◆ **What the exercise asks**: Tally the lines of the entries below that contain the string "positive" with matching case. Reply with the number alone.
Provided records: Begin
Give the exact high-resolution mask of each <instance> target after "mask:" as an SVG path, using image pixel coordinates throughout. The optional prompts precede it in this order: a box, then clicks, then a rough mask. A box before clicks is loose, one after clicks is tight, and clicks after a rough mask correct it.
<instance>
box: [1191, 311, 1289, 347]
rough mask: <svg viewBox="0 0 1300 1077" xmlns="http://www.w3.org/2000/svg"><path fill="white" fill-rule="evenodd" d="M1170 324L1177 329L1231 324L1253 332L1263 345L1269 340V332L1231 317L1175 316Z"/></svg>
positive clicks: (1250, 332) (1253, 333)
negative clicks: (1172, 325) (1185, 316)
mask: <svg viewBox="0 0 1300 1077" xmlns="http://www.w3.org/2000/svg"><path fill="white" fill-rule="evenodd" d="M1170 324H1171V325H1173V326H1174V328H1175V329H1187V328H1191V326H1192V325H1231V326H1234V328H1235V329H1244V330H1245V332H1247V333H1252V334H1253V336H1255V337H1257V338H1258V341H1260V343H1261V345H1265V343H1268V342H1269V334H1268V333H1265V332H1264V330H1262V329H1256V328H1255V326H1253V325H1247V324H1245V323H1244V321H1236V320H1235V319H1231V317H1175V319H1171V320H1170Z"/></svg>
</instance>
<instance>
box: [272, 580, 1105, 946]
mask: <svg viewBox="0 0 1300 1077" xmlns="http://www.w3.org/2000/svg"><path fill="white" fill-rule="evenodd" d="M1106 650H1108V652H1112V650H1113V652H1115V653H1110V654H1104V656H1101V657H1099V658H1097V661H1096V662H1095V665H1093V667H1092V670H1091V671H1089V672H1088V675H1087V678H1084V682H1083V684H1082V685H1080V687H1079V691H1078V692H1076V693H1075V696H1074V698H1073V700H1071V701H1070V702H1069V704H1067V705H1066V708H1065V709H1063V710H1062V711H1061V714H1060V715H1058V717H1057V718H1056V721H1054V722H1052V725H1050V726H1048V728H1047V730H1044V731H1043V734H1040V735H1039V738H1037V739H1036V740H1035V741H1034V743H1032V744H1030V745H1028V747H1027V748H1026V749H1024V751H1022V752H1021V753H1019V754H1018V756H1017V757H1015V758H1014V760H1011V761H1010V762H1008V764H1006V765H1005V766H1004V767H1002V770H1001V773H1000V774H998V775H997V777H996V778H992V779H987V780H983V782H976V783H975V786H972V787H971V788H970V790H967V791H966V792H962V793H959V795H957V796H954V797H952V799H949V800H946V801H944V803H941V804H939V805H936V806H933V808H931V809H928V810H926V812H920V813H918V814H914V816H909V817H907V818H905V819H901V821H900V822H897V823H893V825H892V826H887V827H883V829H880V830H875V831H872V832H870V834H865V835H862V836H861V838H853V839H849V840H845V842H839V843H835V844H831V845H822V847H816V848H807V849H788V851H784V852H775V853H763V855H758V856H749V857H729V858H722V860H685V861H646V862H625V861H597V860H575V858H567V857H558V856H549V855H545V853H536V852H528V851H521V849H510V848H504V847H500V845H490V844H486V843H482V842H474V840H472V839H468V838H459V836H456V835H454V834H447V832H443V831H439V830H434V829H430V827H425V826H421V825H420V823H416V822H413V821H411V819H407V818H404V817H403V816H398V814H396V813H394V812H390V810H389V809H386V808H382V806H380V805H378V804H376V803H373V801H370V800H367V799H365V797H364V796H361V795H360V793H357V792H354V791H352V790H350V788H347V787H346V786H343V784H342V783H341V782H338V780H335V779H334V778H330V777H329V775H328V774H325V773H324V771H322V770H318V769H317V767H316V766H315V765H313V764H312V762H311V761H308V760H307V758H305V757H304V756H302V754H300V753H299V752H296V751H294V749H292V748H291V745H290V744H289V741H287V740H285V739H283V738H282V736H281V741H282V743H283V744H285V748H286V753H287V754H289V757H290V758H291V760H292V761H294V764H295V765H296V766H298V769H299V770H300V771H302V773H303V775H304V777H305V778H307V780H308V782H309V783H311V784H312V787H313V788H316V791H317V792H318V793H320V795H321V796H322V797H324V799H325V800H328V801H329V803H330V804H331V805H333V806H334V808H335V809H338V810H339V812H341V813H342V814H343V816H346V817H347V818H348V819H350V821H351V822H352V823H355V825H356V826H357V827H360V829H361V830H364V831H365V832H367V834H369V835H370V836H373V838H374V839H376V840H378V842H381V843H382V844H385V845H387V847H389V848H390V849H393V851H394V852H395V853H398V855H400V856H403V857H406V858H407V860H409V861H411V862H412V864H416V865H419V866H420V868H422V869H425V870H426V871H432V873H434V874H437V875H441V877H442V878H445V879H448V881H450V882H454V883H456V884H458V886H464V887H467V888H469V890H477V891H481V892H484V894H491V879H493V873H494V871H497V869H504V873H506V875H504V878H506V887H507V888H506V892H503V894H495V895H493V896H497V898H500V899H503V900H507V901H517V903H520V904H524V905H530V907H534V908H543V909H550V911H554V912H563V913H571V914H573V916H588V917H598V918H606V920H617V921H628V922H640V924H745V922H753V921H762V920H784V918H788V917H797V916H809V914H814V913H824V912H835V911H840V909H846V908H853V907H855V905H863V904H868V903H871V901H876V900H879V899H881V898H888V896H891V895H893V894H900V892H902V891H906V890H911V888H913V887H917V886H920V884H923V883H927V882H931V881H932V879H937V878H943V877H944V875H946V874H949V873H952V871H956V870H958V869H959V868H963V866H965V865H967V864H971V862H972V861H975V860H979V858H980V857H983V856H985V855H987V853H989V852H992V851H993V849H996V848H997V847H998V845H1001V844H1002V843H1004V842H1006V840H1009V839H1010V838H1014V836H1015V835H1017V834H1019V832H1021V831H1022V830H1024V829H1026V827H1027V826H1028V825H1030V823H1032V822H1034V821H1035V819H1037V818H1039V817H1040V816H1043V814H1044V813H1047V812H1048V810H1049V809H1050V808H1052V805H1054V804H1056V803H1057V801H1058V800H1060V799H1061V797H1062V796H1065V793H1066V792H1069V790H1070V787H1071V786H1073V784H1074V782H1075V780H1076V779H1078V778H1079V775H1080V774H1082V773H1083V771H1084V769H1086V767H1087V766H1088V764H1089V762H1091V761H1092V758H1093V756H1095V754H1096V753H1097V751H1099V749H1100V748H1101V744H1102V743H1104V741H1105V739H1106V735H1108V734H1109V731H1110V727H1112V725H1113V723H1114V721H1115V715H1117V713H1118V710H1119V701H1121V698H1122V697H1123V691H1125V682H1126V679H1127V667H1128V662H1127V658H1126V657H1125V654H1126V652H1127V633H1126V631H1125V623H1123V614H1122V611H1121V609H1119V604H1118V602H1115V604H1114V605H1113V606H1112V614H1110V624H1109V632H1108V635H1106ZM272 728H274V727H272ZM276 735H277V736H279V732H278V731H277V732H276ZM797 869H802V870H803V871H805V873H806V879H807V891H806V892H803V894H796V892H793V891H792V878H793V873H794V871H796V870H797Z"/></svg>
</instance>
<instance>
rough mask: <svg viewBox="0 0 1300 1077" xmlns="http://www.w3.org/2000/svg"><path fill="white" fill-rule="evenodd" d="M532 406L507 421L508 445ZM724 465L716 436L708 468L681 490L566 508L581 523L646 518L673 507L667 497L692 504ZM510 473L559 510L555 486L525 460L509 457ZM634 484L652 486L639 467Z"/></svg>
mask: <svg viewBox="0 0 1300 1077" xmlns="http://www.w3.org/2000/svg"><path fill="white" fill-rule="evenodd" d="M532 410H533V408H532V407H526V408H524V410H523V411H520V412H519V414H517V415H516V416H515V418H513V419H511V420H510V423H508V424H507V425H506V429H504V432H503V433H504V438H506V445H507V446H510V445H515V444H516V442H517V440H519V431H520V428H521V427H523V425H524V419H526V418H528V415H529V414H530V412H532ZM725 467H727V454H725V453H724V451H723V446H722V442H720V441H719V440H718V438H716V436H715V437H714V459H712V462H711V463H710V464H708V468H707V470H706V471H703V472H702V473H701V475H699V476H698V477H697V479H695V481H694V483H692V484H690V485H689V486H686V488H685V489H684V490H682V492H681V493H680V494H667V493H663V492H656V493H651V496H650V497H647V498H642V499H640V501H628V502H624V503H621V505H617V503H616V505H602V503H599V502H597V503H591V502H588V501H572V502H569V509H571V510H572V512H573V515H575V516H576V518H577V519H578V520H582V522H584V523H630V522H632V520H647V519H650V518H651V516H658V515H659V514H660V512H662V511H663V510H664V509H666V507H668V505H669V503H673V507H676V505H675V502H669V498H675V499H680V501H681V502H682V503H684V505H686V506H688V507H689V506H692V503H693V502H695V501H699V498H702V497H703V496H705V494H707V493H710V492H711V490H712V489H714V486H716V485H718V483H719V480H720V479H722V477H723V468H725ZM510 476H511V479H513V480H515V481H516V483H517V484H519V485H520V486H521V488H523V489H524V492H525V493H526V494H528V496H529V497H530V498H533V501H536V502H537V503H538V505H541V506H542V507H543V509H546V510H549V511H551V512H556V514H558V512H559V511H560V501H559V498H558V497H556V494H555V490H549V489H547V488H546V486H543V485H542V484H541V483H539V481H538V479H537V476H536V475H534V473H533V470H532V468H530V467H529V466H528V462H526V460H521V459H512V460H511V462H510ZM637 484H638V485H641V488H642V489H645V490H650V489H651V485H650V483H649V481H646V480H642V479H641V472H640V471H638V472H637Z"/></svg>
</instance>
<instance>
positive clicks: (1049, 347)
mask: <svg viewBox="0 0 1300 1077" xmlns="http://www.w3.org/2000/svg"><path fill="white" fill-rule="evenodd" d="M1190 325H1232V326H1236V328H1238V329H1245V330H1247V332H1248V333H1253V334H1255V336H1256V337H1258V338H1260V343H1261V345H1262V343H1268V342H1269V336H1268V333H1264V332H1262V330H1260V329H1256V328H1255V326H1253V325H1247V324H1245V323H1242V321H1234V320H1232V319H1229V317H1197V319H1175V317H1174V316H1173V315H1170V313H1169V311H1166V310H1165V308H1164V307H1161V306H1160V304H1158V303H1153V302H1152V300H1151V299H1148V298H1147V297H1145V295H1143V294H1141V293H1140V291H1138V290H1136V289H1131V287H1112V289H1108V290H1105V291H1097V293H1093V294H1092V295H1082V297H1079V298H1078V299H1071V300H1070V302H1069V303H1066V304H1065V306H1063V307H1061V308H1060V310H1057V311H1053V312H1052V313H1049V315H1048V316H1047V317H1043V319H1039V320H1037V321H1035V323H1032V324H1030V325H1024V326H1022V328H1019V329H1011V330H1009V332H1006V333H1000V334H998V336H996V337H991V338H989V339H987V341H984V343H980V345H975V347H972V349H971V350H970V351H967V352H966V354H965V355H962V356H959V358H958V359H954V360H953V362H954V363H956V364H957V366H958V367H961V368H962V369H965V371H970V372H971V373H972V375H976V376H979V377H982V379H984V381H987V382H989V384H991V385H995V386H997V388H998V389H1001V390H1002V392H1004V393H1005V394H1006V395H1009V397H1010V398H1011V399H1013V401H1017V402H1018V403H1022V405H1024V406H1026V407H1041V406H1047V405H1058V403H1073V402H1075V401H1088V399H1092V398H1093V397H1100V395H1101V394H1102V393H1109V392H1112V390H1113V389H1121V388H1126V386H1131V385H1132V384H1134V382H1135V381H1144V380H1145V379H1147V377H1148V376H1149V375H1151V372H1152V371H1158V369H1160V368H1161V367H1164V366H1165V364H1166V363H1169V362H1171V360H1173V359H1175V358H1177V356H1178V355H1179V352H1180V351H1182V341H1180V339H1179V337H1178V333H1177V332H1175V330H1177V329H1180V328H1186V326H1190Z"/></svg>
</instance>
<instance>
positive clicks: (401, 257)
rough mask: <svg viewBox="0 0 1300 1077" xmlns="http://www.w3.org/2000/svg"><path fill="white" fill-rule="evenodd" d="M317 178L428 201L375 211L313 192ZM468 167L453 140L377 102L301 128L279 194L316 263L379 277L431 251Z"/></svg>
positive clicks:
Provided records: End
◆ **Finished task**: 4